======== PAGE EXCERPT ========

Perhaps the most natural way to do so is to average over multiple different baselines, as discussed in . Although doing so may not be particularly natural for constant color images (which colors do you choose to average over and why?), it is a very natural notion for baselines drawn from distributions. Simply draw more samples from the same distribution and average the importance scores from each sample.

Assuming a Distribution

At this point, it’s worth connecting the idea of averaging over multiple baselines back to the original definition of integrated gradients. When we average over multiple baselines from the same distribution \(D\), we are attempting to use the distribution itself as our baseline. We use the distribution to define the notion of missingness: if we don’t know a pixel value, we don’t assume its value to be 0 - instead we assume that it has some underlying distribution \(D\). Formally, given a baseline distribution \(D\), we integrate over all possible baselines \(x’ \in D\) weighted by the density function \(p_D\): $$ \phi_i(f, x) = \underbrace{\int_{x’}}_{\text{Integrate over baselines…}} \bigg( \overbrace{\phi_i^{IG}(f, x, x’ )}^{\text{integrated gradients with baseline } x’ } \times \underbrace{p_D(x’) dx’}_{\text{…and weight by the density}} \bigg) $$

In terms of missingness, assuming a distribution might intuitively feel like a more reasonable assumption to make than assuming a constant value. But this doesn’t quite solve the issue: instead of having to choose a baseline \(x’\), now we have to choose a baseline distribution \(D\). Have we simply postponed the problem? We will discuss one theoretically motivated way to choose \(D\) in an upcoming section, but before we do, we’ll take a brief aside to talk about how we compute the formula above in practice, and a connection to an existing method that arises as a result.

========

● **REQUIREMENT 1**:
Answer the following about the excerpt on baseline distributions, one line each:
(a) How does the excerpt say to average over baselines drawn from distributions?
(b) If a pixel value is unknown, what is assumed about it instead of its value being 0?
(c) Instead of choosing a baseline, what must now be chosen?
● **REQUIREMENT 2**:
Summarize the excerpt on baseline distributions in two sentences.
● **REQUIREMENT 3**:
Reproduce the excerpt on baseline distributions from "In terms of" to "as a result.".

======== RECORD SET ========

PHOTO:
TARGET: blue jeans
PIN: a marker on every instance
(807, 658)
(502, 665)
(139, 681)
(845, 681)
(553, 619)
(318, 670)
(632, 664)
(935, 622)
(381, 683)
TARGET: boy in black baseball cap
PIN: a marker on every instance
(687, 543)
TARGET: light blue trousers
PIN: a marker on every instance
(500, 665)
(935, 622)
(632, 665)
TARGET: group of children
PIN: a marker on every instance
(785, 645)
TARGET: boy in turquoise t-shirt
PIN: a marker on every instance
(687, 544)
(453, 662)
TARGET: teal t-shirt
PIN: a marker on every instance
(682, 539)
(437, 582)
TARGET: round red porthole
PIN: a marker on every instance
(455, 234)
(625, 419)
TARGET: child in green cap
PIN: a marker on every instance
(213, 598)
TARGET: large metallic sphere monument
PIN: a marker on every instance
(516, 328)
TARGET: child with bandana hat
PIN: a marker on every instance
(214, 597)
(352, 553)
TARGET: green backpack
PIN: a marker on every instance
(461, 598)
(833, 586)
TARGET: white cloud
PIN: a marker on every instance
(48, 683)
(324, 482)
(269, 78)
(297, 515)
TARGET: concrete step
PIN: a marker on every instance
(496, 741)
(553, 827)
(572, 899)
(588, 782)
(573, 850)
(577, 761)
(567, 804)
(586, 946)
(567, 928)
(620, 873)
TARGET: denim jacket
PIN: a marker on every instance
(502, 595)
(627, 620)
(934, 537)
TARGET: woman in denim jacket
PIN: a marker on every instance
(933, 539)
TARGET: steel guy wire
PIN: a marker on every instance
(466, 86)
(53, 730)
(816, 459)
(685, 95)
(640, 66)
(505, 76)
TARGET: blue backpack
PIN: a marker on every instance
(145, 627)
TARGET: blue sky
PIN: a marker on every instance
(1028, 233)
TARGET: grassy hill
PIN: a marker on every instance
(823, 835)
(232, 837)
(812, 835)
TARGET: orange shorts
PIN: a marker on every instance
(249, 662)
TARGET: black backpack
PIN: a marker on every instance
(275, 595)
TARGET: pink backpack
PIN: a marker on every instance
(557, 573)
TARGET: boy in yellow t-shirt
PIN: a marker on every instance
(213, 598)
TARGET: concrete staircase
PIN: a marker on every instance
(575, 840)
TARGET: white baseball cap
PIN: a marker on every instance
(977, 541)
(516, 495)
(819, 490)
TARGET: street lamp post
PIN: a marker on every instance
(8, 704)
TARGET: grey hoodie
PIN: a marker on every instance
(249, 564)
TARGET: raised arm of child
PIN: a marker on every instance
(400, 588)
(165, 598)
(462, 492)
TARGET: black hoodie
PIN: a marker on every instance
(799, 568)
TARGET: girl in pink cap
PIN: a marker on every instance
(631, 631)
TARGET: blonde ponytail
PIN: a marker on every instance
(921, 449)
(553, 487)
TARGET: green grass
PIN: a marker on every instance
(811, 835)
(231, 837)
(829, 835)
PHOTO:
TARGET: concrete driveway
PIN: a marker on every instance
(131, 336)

========

● **SOLUTION 1**:
(a) Draw more samples from the same distribution and average the importance scores from each sample.
(b) It is assumed to have some underlying distribution D.
(c) A baseline distribution D.

● **SOLUTION 2**:
Averaging over multiple baselines is a natural notion for baselines drawn from distributions: one draws more samples from the same distribution and averages the importance scores from each sample. This amounts to using the distribution itself as the baseline by integrating integrated gradients over all possible baselines weighted by the density function, though it trades the choice of a baseline for the choice of a baseline distribution.

● **SOLUTION 3**:
In terms of missingness, assuming a distribution might intuitively feel like a more reasonable assumption to make than assuming a constant value. But this doesn’t quite solve the issue: instead of having to choose a baseline \(x’\), now we have to choose a baseline distribution \(D\). Have we simply postponed the problem? We will discuss one theoretically motivated way to choose \(D\) in an upcoming section, but before we do, we’ll take a brief aside to talk about how we compute the formula above in practice, and a connection to an existing method that arises as a result.